------ Records for processing ------
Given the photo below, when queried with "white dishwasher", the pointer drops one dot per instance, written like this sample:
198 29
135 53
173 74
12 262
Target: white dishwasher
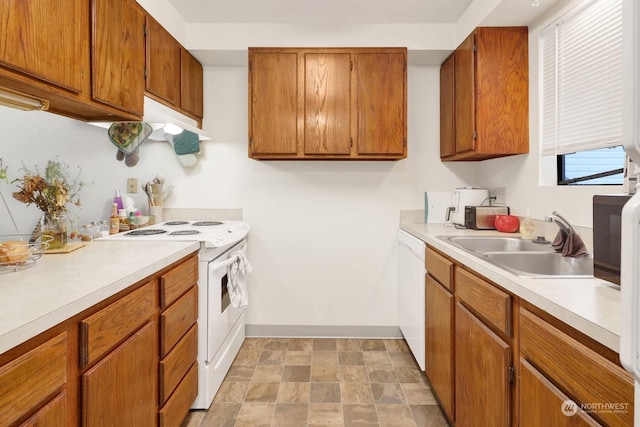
------
§ Stated exercise: Lay out every line of the material above as a numbered list, skipping any blank lines and leaving the pictures out.

§ Reply:
1. Given the photo below, when queried with "white dishwasher", the pointer drops one dot per instance, written like this sample:
2. 198 29
3. 135 53
4. 173 74
5. 12 262
6. Target: white dishwasher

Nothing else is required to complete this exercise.